=== Begin Enclosure ===

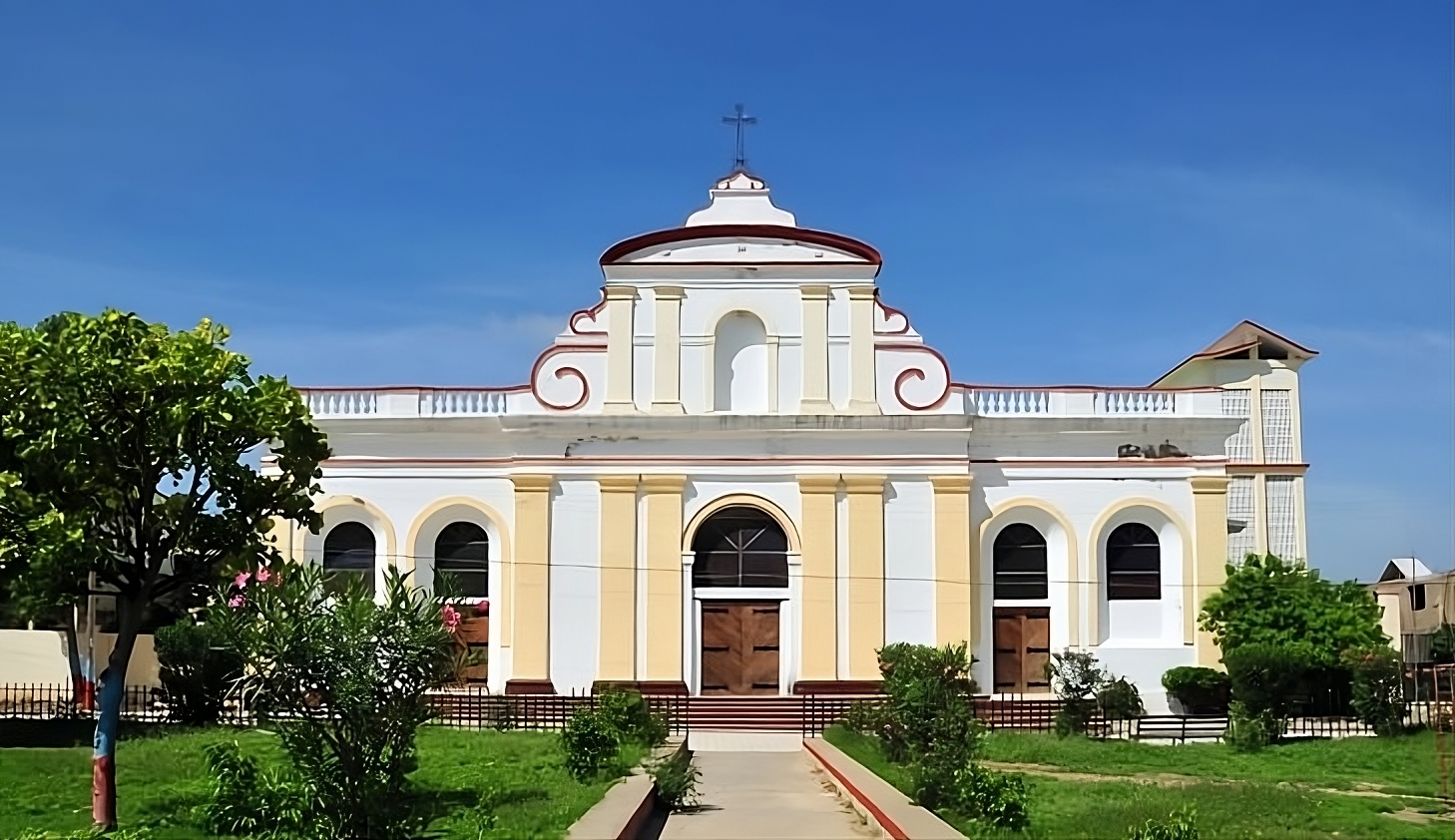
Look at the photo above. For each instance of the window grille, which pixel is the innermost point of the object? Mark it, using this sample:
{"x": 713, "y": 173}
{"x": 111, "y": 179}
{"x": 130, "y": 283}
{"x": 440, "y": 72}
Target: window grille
{"x": 1237, "y": 403}
{"x": 1277, "y": 428}
{"x": 1134, "y": 564}
{"x": 1241, "y": 543}
{"x": 1282, "y": 524}
{"x": 463, "y": 553}
{"x": 1020, "y": 563}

=== End Enclosure ===

> PROBLEM REQUIREMENTS
All of the data gets printed again exactly; the pictures do not.

> EXERCISE ANSWER
Look at the photo above. For each instance of the window grille, which pixel is the innermost point of the object? Mark it, using this sample:
{"x": 713, "y": 173}
{"x": 111, "y": 179}
{"x": 130, "y": 283}
{"x": 440, "y": 72}
Target: window grille
{"x": 1237, "y": 403}
{"x": 1277, "y": 428}
{"x": 1134, "y": 564}
{"x": 1241, "y": 543}
{"x": 1282, "y": 524}
{"x": 463, "y": 553}
{"x": 1020, "y": 563}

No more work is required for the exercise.